Provided text:
Robbie Robertson drove some people nuts, notably including his long-time pal and bandmate Levon Helm. That doesn’t obscure the fact that he was one of the great underrated artists in rock ’n’ roll history.
He spent much of his last decades in non-rock ’n’ roll pursuits, like writing and coordinating the music for Martin Scorsese movies — which wouldn’t be a bad legacy itself. To rock ’n’ roll fans, though, nothing matches the previous two decades, when he was the primary engine behind the ensemble best known as The Band.
Robertson, who died Wednesday at the age of 80, was to The Band something like what Peter Townshend was to The Who. He wasn’t the lead voice, more the guiding force.
Having written most of The Band’s songs would also give him plenty of legacy. Heck, just having written “The Weight” would give him plenty of legacy. Beyond The Band’s splendid original, they did an equally incendiary version with the Staple Singers in the 1976 movie The Last Waltz and Robertson put together an absolutely charming version in 2019 wherein a dozen or so artists from Ringo Starr to Willie Nelson’s son Lukas sequentially perform it line by line.
Robertson’s relationship with The Band did have one major twist.
He was instrumental in forming the group in the late 1950s, when it backed the late Ronnie Hawkins and was called The Hawks. He was instrumental in the group breaking off onto their own in 1964, after which they scraped together a living in the hardscrabble joints and bars along America’s and Canada’s back streets and alleys.

Task requirements:
[A] According to the piece on Robbie Robertson, what name did the group have when it backed Ronnie Hawkins?
[B] Continue the piece on Robbie Robertson from the point where it stops.
The rows that come next are separate material, unconnected to the piece on Robbie Robertson.

Given data:
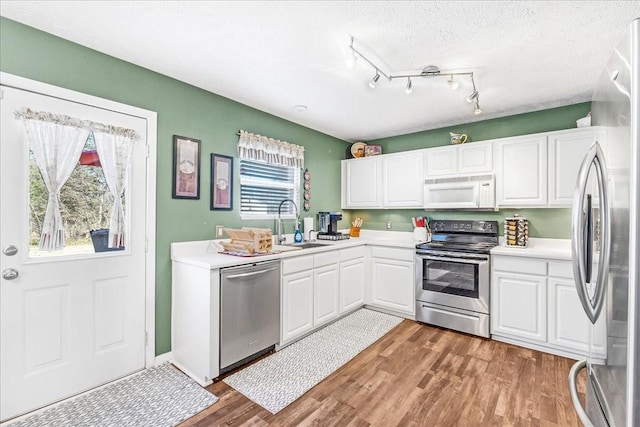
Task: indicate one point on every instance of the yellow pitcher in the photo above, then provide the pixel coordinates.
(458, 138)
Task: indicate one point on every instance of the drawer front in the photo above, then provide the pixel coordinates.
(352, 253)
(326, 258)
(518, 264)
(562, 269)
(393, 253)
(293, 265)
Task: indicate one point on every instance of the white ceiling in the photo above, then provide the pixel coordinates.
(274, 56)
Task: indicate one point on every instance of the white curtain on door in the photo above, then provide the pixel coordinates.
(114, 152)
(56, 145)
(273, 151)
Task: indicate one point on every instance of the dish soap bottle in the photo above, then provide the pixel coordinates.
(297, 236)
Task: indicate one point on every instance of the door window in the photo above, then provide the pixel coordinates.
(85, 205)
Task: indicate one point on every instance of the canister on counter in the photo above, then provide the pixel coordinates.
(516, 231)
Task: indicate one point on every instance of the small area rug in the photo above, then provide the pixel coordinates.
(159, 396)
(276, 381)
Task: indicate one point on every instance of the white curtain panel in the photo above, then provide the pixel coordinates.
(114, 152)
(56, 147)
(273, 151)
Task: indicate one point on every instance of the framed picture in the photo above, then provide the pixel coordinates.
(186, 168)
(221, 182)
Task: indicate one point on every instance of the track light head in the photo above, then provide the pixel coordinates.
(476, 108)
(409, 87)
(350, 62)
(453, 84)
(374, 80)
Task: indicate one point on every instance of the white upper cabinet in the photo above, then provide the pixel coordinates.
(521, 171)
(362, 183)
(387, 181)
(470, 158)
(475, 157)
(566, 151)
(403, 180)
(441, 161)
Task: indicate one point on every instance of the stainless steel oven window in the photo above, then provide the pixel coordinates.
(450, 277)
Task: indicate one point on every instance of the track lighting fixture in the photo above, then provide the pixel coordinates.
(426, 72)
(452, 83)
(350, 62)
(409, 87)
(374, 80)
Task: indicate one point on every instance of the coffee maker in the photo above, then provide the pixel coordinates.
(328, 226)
* * *
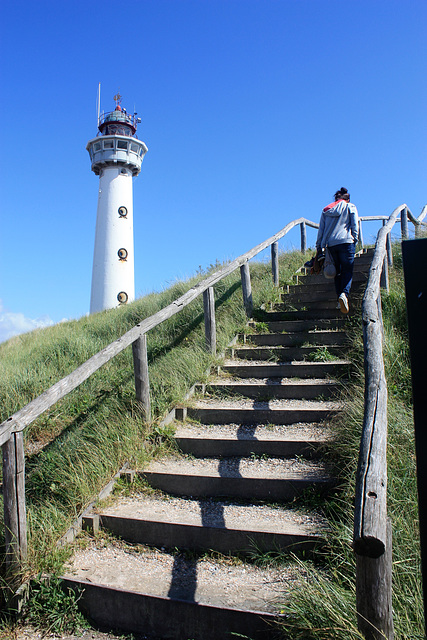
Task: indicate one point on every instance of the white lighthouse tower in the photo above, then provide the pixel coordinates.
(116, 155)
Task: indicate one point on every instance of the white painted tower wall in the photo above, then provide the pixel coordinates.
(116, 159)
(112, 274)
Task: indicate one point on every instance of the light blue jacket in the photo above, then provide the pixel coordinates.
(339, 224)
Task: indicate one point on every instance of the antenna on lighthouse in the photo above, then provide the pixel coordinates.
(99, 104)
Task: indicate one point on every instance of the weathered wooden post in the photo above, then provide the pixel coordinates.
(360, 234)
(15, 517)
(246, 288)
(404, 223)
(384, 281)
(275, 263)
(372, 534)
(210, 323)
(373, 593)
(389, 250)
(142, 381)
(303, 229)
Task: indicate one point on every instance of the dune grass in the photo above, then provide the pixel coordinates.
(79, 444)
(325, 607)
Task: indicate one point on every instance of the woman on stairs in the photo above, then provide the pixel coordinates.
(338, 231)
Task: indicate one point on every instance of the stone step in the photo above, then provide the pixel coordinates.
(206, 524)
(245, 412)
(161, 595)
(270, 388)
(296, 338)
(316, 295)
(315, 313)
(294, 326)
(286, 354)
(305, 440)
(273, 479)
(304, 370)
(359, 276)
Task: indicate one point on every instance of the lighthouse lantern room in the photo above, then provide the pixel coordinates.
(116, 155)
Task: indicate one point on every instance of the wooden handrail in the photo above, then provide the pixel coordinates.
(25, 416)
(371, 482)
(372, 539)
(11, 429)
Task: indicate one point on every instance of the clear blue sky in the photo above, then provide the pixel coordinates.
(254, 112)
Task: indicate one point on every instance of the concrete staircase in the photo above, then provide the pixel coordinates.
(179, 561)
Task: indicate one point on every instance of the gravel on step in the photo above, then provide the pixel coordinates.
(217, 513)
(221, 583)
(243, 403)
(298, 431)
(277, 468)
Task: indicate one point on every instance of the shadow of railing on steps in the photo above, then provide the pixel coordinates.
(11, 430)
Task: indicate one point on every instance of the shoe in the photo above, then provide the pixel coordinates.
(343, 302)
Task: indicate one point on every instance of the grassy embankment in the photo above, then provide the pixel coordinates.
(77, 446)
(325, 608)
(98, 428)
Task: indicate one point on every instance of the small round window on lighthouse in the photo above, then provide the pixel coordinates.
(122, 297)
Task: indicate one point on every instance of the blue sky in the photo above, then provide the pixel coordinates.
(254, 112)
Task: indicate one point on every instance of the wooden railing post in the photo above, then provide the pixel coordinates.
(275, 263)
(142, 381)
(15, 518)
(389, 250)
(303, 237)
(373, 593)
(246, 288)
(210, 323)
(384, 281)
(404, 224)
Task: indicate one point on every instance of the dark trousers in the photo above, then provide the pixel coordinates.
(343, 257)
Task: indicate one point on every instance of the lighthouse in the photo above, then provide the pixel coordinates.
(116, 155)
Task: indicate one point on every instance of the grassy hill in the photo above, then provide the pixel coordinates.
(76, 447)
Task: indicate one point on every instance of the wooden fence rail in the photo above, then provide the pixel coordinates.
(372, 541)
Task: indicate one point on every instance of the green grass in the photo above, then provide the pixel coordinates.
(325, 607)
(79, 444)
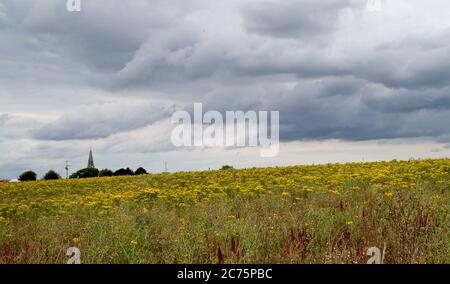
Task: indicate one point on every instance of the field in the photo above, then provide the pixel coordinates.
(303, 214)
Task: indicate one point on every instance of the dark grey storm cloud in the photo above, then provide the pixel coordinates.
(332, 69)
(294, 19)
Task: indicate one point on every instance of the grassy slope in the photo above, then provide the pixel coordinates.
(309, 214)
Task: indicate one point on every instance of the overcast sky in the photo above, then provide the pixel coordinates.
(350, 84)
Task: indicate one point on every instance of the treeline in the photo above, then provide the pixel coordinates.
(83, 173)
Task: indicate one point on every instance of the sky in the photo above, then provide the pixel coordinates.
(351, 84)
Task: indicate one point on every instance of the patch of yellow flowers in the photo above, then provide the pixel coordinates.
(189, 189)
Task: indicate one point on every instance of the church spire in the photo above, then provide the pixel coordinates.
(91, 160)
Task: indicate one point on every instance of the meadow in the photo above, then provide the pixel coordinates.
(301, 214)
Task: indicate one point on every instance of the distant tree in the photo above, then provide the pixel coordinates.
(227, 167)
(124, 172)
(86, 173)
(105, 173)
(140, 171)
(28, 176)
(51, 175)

Answers given:
[A] The Hawks.

[B]
Then after The Band became wildly successful by playing with Bob Dylan and releasing two masterpiece albums of its own, Music From Big Pink (1968) and The Band (1969), Robertson decided seven years later to break it up.
What had happened in between, as Robertson summarized it to Scorsese in The Last Waltz, is that being a musician on the road had become “a Goddamn impossible way of life.” The full story was more complex, involving serious drug and other problems that followed the group’s success, but in any case, Robertson teamed up with Scorsese to orchestrate The Last Waltz, which Robertson envisioned as a triumphant last chapter to a remarkable story.
It turned out to be the best rock ’n’ roll documentary ever. There was just one problem: The other four members of the group — Levon Helm, Rick Danko, Richard Manuel and Garth Hudson — hadn’t signed off on the last chapter part. They wanted to keep playing and in fact they very often did, for several decades and quite well. The Band finally broke up only when first Manuel (1986), then Danko (1999) and Helm (2012) died. With Robertson’s death, the largely silent and wonderfully talented Hudson is now the last man standing.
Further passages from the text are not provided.